» **Your instructions**: Could you write out the records exactly as they are given?

» **Records shown**:
☆ ☆ ☆ ☆ ☆
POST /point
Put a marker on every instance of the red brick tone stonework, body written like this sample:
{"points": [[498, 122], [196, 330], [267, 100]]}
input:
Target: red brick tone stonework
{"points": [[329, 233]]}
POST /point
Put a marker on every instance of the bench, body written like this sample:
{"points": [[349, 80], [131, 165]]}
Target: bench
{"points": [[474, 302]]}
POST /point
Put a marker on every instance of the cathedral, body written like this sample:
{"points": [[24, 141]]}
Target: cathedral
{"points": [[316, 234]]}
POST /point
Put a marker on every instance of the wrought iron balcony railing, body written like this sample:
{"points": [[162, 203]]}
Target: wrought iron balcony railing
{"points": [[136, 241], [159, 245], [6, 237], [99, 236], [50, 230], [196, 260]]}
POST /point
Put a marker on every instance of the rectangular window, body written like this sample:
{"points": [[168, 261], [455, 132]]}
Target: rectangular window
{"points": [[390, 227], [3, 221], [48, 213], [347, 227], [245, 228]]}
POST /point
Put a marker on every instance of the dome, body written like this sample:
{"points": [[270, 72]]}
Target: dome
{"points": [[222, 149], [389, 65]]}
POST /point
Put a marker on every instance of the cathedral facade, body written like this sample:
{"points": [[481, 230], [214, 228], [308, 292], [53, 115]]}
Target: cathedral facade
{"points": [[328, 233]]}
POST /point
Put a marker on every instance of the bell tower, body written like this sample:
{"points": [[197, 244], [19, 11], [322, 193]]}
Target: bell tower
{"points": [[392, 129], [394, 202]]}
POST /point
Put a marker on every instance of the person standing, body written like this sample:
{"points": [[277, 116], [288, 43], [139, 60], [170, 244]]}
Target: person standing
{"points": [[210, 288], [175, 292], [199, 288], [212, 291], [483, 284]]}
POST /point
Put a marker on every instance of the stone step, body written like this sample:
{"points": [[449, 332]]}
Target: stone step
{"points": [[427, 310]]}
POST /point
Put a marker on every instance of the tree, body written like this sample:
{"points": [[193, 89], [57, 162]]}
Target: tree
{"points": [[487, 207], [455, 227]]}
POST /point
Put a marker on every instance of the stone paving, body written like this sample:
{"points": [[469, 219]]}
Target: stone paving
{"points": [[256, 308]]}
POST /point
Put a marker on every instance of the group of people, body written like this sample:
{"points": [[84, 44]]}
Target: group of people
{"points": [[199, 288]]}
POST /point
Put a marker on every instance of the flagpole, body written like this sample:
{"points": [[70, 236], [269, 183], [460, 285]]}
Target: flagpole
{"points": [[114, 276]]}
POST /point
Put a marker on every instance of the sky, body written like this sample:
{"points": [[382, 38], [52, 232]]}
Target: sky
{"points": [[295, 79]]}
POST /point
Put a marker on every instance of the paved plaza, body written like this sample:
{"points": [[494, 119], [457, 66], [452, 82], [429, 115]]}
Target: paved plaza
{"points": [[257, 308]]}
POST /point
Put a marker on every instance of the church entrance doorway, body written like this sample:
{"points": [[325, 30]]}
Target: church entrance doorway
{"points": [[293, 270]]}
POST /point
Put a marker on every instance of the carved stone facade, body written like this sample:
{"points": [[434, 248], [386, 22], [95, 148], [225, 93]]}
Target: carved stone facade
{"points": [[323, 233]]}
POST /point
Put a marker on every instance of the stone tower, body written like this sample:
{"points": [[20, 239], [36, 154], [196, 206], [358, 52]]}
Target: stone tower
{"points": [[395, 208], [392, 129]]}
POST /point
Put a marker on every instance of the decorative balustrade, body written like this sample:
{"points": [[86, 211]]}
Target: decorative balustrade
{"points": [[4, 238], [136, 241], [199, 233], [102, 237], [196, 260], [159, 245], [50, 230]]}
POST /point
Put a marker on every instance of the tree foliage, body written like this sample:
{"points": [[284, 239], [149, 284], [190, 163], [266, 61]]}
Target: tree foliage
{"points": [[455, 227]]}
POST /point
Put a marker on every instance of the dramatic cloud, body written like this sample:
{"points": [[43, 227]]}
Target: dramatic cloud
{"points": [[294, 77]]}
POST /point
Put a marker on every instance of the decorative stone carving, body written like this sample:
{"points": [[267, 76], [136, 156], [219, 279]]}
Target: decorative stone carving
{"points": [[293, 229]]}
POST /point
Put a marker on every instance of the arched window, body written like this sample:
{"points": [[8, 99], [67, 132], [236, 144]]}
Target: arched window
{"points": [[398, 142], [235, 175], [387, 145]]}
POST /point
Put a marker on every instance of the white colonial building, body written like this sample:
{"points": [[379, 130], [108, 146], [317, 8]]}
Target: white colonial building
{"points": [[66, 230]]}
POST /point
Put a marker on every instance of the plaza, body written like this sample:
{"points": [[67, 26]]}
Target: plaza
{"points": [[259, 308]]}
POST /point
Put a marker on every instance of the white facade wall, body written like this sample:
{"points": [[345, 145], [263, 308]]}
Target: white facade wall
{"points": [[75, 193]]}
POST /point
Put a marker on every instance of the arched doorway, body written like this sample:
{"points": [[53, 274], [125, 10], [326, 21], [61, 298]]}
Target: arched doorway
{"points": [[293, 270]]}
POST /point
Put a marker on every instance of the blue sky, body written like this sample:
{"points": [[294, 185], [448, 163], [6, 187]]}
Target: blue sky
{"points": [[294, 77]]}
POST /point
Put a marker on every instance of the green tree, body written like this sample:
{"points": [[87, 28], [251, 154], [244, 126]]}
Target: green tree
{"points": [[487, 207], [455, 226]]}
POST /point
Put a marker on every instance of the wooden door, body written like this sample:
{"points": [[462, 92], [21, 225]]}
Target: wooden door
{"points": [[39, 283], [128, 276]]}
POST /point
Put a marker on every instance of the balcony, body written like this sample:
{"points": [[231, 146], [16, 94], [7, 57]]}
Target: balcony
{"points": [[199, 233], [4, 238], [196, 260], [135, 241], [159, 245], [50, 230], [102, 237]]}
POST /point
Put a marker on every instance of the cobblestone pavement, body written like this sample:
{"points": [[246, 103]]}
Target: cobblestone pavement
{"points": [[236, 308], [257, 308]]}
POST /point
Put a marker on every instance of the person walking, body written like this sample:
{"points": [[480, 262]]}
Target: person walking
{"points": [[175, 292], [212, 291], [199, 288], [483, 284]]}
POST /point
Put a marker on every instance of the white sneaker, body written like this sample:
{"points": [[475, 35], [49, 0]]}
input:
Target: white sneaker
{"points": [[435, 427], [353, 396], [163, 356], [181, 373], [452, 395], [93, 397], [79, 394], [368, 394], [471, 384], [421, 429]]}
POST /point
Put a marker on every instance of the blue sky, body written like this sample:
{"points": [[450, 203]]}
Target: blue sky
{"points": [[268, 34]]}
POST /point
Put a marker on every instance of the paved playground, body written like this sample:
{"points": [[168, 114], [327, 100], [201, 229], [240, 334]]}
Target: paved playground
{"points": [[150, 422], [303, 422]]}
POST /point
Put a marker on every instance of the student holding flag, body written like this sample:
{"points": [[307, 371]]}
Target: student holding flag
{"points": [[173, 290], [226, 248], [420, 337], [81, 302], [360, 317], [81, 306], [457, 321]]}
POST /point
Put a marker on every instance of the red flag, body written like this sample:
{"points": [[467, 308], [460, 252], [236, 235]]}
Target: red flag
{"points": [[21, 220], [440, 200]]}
☆ ☆ ☆ ☆ ☆
» **Exercise result**:
POST /point
Put a marker on every instance of the red brick tone stonework, body written like this sample:
{"points": [[498, 122], [196, 330], [267, 100]]}
input:
Target: red brick tone stonework
{"points": [[329, 233]]}
POST /point
Put a marker on every instance of the bench, body written like this sample:
{"points": [[349, 80], [131, 165]]}
Target: bench
{"points": [[474, 302]]}
POST /point
Put a marker on every instance of the cathedral, body written like this sample:
{"points": [[24, 141]]}
Target: cathedral
{"points": [[316, 234]]}
POST /point
Put a marker on every instance of the wrought iron balcony railing, body written like this sample:
{"points": [[162, 203]]}
Target: wrought iron balcony railing
{"points": [[136, 241], [159, 245], [6, 237], [99, 236], [50, 230], [196, 260]]}
POST /point
Put a marker on every instance of the rectangular window, body written like this sample:
{"points": [[168, 261], [455, 132]]}
Target: rectangular window
{"points": [[390, 227], [3, 221], [48, 213], [347, 227], [245, 228]]}
POST /point
Put a marker on every instance of the dome, body written like this sample:
{"points": [[270, 72]]}
Target: dome
{"points": [[222, 149], [389, 65]]}
POST /point
Put a marker on every instance of the cathedral facade, body written like this sample:
{"points": [[481, 230], [214, 228], [308, 292], [53, 115]]}
Target: cathedral facade
{"points": [[328, 233]]}
POST /point
Put a marker on every instance of the bell tower, body written like this sample:
{"points": [[197, 244], [19, 11], [322, 193]]}
Target: bell tower
{"points": [[392, 129], [394, 202]]}
POST /point
Put a marker on every instance of the person standing, body written like this sample:
{"points": [[277, 116], [288, 43], [139, 60], [170, 244]]}
Target: person standing
{"points": [[210, 288], [175, 292], [199, 288], [212, 291], [483, 284]]}
POST /point
Put a marker on every instance of the stone step, body written like this sample:
{"points": [[449, 332]]}
Target: stone step
{"points": [[427, 310]]}
POST /point
Put a marker on every instance of the tree, body written like this sample:
{"points": [[193, 89], [57, 162]]}
Target: tree
{"points": [[487, 207], [455, 227]]}
POST /point
Put a marker on every instance of the stone paving, body written like this sample:
{"points": [[469, 219]]}
Target: stone paving
{"points": [[256, 308]]}
POST /point
Put a marker on every instance of the group of people, body written like this sample:
{"points": [[84, 44]]}
Target: group of people
{"points": [[199, 288]]}
POST /point
Put a marker on every instance of the flagpole, body written like this sample:
{"points": [[70, 236], [269, 183], [460, 285]]}
Target: flagpole
{"points": [[114, 276]]}
POST /point
Put a marker on every instance of the sky, body written like this sample:
{"points": [[382, 38], [52, 232]]}
Target: sky
{"points": [[295, 79]]}
POST /point
Put a marker on every instance of the paved plaza, body written like this sample:
{"points": [[494, 119], [457, 66], [452, 82], [429, 115]]}
Target: paved plaza
{"points": [[257, 308]]}
POST /point
Put a marker on every instance of the church entrance doorway, body written like this sample:
{"points": [[325, 30]]}
Target: church entrance doorway
{"points": [[293, 270]]}
POST /point
Put a marker on every instance of the carved stone facade, body written like this sample:
{"points": [[434, 248], [386, 22], [95, 148], [225, 93]]}
Target: carved stone facade
{"points": [[323, 233]]}
POST /point
Put a marker on every instance of the stone tower, body written like this sample:
{"points": [[20, 239], [36, 154], [196, 206], [358, 52]]}
Target: stone tower
{"points": [[395, 208], [392, 129]]}
POST /point
Put a marker on every instance of the decorative balustrade, body written like this sample:
{"points": [[86, 211]]}
Target: decorative balustrade
{"points": [[4, 238], [136, 241], [199, 233], [102, 237], [196, 260], [159, 245], [50, 230]]}
POST /point
Put a marker on every instance of the tree foliage, body written like this sample:
{"points": [[284, 239], [149, 284], [190, 163], [266, 61]]}
Target: tree foliage
{"points": [[455, 227]]}
POST /point
Put a marker on every instance of the dramatic cloud, body written like this sample:
{"points": [[43, 227]]}
Target: dramatic cloud
{"points": [[294, 77]]}
POST /point
Put a marker on every instance of the decorative stone carving, body written like this sample:
{"points": [[267, 76], [136, 156], [219, 279]]}
Target: decorative stone carving
{"points": [[293, 229]]}
POST /point
Put a marker on every instance of the arched window, body written like this sample:
{"points": [[8, 99], [67, 132], [236, 144]]}
Target: arched window
{"points": [[398, 142], [235, 175], [387, 145]]}
POST /point
Put a marker on every instance of the white colonial building, body written like this sample:
{"points": [[379, 130], [108, 146], [317, 8]]}
Target: white colonial building
{"points": [[66, 230]]}
POST /point
Put a marker on every instance of the plaza, body written like this sample:
{"points": [[67, 26]]}
Target: plaza
{"points": [[259, 308]]}
POST /point
Put a marker on every instance of the white facade wall, body written like this sample:
{"points": [[345, 145], [263, 308]]}
Target: white facade wall
{"points": [[75, 193]]}
POST /point
Put a marker on every instance of the arched doorway, body written like this sample:
{"points": [[53, 274], [125, 10], [326, 21], [61, 298]]}
Target: arched doorway
{"points": [[293, 270]]}
POST /point
Put a marker on every instance of the blue sky, body written like this sample:
{"points": [[294, 185], [448, 163], [6, 187]]}
Target: blue sky
{"points": [[294, 77]]}
POST /point
Put a marker on every instance of the green tree, body written like this sample:
{"points": [[87, 28], [251, 154], [244, 126]]}
Target: green tree
{"points": [[487, 207], [455, 226]]}
POST /point
Put a marker on every instance of the wooden door, body written like this sample:
{"points": [[462, 92], [21, 225]]}
Target: wooden door
{"points": [[39, 283], [128, 276]]}
POST /point
Put a marker on every instance of the balcony, body written like this sample:
{"points": [[231, 146], [16, 94], [7, 57]]}
Target: balcony
{"points": [[199, 233], [4, 238], [196, 260], [135, 241], [159, 245], [50, 230], [102, 237]]}
POST /point
Put a marker on every instance of the cobblestone pavement, body written like this sample:
{"points": [[246, 103]]}
Target: cobblestone pavement
{"points": [[236, 308], [257, 308]]}
POST /point
Put a marker on every instance of the person walking, body written like this sample:
{"points": [[480, 262]]}
Target: person walking
{"points": [[175, 292], [212, 291], [199, 288], [483, 284]]}
POST /point
Put a marker on every instance of the white sneaker, body written like this sample:
{"points": [[475, 35], [49, 0]]}
input:
Target: white sneaker
{"points": [[435, 427], [353, 396], [163, 356], [181, 373], [452, 395], [93, 397], [79, 394], [368, 394], [471, 384], [421, 429]]}
POST /point
Put a marker on every instance of the blue sky, body written like this sample:
{"points": [[450, 203]]}
Target: blue sky
{"points": [[268, 34]]}
POST /point
Put a marker on every instance of the paved playground, body written like this sample:
{"points": [[168, 114], [327, 100], [201, 229], [240, 334]]}
Target: paved playground
{"points": [[150, 422], [303, 422]]}
POST /point
Put a marker on every instance of the student holding flag, body written like this sample:
{"points": [[307, 371]]}
Target: student holding flag
{"points": [[173, 290], [226, 248], [420, 337], [81, 302], [360, 317], [81, 306], [457, 321]]}
POST /point
Put a marker on every instance of the red flag, body written like this sample:
{"points": [[467, 308], [460, 252], [236, 235]]}
Target: red flag
{"points": [[21, 220], [440, 200]]}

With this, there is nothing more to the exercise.